(Dataset entries)
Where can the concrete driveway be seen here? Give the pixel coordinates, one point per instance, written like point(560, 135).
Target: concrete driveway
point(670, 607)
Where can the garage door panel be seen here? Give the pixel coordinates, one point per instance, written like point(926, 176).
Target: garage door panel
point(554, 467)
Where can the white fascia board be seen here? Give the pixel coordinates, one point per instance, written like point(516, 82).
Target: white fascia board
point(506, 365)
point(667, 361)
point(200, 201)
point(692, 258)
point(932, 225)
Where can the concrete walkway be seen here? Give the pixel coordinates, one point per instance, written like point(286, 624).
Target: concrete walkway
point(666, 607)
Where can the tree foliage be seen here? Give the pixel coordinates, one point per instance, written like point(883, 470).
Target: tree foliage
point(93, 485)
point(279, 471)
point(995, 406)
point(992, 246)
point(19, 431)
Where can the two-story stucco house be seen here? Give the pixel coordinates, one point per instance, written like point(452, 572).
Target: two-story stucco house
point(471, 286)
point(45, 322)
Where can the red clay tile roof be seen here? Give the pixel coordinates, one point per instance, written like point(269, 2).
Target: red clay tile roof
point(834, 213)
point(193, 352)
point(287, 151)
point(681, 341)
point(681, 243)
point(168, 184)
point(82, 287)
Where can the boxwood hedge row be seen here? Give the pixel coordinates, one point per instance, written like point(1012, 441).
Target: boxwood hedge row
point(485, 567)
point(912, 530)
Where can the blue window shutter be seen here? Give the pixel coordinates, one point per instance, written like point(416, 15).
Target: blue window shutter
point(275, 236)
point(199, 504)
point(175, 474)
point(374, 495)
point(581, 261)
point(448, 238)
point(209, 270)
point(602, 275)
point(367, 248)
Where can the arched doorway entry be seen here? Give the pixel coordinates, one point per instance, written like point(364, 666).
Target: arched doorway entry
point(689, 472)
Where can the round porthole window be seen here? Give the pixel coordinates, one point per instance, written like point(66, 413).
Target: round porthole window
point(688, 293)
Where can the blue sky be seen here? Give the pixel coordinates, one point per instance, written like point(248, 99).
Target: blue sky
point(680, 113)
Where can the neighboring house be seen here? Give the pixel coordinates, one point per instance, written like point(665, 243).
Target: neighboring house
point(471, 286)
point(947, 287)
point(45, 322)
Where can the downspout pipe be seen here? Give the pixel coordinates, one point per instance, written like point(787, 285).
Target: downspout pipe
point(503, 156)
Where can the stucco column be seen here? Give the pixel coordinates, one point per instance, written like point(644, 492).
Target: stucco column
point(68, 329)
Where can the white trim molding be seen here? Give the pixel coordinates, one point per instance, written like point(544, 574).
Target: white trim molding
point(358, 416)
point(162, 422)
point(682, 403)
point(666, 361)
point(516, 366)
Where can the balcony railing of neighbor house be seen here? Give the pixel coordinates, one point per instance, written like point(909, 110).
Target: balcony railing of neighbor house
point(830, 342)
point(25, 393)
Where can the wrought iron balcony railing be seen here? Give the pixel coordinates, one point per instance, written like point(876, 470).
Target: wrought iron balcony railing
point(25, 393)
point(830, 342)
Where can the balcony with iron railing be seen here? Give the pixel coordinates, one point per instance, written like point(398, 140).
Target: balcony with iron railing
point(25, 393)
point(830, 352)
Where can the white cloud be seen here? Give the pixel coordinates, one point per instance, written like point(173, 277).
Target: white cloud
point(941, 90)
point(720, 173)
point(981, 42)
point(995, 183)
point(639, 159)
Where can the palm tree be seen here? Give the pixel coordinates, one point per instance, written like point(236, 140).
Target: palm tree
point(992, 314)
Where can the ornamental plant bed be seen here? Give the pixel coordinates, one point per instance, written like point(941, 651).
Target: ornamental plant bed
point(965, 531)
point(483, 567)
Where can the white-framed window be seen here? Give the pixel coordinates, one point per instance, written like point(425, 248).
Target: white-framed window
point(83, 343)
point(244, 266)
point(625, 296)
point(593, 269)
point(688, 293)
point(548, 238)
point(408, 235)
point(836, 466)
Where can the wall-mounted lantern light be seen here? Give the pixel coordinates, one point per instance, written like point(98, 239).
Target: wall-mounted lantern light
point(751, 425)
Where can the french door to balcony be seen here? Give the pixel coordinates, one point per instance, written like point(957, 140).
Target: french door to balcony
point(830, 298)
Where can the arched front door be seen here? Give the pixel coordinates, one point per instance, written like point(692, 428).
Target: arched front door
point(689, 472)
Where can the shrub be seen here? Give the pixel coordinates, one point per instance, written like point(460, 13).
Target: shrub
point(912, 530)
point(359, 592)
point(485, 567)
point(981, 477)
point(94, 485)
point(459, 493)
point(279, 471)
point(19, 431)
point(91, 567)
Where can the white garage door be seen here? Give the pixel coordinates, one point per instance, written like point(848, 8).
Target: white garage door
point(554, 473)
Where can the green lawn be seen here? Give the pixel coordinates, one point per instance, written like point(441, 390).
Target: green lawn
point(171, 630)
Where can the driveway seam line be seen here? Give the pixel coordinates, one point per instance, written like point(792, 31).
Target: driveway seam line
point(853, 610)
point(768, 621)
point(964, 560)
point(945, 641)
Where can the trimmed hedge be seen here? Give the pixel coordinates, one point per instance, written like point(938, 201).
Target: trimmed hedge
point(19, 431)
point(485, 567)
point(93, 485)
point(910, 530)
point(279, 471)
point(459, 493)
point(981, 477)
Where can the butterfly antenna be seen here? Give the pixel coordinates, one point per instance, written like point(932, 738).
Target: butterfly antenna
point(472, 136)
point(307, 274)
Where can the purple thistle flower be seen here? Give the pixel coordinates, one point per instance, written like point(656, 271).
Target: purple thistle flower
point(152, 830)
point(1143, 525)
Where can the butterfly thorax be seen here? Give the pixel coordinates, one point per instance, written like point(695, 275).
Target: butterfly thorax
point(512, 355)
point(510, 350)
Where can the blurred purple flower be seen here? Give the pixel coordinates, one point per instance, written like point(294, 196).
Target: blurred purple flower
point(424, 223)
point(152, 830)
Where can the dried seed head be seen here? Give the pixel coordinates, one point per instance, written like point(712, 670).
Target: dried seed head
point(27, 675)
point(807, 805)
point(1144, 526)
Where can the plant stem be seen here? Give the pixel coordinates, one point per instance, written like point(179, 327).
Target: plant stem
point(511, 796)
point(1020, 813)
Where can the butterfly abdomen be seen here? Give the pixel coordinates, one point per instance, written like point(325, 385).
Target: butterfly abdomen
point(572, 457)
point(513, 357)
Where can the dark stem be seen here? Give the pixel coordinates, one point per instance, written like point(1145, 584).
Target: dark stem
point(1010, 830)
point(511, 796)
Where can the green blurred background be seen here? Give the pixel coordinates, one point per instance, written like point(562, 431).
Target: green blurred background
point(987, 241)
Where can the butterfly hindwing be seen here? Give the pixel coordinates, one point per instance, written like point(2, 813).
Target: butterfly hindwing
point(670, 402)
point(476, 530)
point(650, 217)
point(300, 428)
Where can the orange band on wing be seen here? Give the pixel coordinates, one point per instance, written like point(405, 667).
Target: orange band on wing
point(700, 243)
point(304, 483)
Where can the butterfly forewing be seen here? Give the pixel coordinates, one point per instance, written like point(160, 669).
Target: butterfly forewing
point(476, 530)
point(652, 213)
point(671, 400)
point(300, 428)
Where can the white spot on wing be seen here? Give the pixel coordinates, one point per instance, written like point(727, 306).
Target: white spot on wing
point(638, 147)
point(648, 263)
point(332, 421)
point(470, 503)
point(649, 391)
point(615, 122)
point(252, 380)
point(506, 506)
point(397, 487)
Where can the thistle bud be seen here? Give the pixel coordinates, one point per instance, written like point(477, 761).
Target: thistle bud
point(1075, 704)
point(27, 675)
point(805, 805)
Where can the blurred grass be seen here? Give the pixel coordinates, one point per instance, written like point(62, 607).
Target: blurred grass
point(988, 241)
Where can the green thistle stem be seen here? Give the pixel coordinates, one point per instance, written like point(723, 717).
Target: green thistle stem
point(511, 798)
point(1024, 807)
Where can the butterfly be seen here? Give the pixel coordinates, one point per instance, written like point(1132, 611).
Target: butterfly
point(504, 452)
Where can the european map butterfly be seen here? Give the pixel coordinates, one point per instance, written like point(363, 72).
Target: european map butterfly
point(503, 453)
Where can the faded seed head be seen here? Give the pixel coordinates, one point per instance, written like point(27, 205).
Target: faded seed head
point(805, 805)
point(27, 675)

EXERCISE BRIEF: Recast the data above as a numbered list, leaving out blank lines, covering everything from the line containing "Where can the butterfly thorax" down to the line containing "point(510, 350)".

WORKED ANSWER:
1. Where can the butterfly thorax be seen here? Give the pixel coordinates, one point per instance, written like point(695, 275).
2. Target: butterfly thorax
3. point(512, 355)
4. point(510, 350)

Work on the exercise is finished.